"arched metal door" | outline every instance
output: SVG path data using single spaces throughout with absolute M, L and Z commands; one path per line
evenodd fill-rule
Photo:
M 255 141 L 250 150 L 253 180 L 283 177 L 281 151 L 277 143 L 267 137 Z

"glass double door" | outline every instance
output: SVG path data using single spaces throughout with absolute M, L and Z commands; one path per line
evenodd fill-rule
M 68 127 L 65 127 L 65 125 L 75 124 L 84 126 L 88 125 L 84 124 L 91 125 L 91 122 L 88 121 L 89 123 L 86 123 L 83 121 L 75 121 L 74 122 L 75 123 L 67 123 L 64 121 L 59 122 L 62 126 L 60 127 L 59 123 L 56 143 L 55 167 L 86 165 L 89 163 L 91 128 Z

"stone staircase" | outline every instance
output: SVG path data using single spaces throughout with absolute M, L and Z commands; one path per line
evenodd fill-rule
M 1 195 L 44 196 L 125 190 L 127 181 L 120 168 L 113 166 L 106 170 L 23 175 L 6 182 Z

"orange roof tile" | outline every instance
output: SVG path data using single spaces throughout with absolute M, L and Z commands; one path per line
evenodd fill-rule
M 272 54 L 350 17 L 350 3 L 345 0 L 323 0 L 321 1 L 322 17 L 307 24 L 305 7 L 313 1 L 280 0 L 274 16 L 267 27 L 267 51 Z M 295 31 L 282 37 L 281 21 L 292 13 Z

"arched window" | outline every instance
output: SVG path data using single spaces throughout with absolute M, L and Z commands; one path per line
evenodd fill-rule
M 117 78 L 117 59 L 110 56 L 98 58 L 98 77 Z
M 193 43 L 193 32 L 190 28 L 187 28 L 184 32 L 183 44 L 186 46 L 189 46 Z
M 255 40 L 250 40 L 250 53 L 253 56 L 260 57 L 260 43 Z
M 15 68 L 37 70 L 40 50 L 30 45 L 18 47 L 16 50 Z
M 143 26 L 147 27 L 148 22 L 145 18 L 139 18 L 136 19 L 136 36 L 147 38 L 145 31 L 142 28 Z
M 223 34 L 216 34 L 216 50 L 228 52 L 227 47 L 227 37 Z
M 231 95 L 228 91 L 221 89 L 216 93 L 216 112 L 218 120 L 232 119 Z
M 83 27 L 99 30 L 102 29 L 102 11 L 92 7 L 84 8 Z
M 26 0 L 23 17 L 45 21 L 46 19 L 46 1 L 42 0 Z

**Exercise directions:**
Copy out the whole listing above again, changing every "evenodd" to "nonzero" and leaving everything else as it is.

**Response to this exercise:**
"arched metal door" | outline every instance
output: SVG path data using single spaces throughout with absolute M, L and Z commands; one path per line
nonzero fill-rule
Photo:
M 255 141 L 250 150 L 253 180 L 283 177 L 281 151 L 277 143 L 267 137 Z

"glass double door" | outline every instance
output: SVG path data using single spaces throughout with absolute M, L and Z commands; one path per line
nonzero fill-rule
M 68 127 L 65 127 L 65 125 L 75 124 L 84 126 L 88 125 L 84 124 L 91 125 L 91 122 L 88 121 L 89 123 L 86 123 L 83 121 L 75 121 L 74 122 L 75 123 L 67 123 L 64 121 L 59 122 L 62 126 L 60 127 L 59 123 L 56 143 L 55 167 L 86 165 L 89 163 L 91 128 Z

"stone staircase" | outline every instance
output: SVG path data using single spaces throughout with absolute M, L and Z commands; one path per line
nonzero fill-rule
M 1 195 L 44 196 L 125 190 L 127 181 L 120 168 L 113 166 L 106 170 L 23 175 L 6 182 Z

"orange roof tile" | outline every instance
output: SVG path data using single spaces throughout with absolute M, L and Z commands; one path per line
nonzero fill-rule
M 272 54 L 350 17 L 350 3 L 345 0 L 323 0 L 321 1 L 322 17 L 307 24 L 305 7 L 313 1 L 280 0 L 274 16 L 267 27 L 267 51 Z M 295 31 L 282 37 L 281 21 L 292 13 Z

"arched window" | outline every instance
output: SVG path data using single spaces throughout with absolute M, L and Z commands; one path per line
nonzero fill-rule
M 117 78 L 117 59 L 110 56 L 98 58 L 98 77 Z
M 193 43 L 193 32 L 190 28 L 187 28 L 184 32 L 183 44 L 186 46 L 189 46 Z
M 255 40 L 250 40 L 250 53 L 253 56 L 260 57 L 260 43 Z
M 15 68 L 37 70 L 40 50 L 30 45 L 18 47 L 16 50 Z
M 143 26 L 147 27 L 148 22 L 145 18 L 139 18 L 136 19 L 136 36 L 147 38 L 145 31 L 142 28 Z
M 223 34 L 216 34 L 216 50 L 228 52 L 227 47 L 227 37 Z
M 231 95 L 228 91 L 221 89 L 216 93 L 216 112 L 218 120 L 232 119 Z
M 83 27 L 99 30 L 102 29 L 102 11 L 92 7 L 84 8 Z
M 26 0 L 23 17 L 45 21 L 46 19 L 46 1 L 42 0 Z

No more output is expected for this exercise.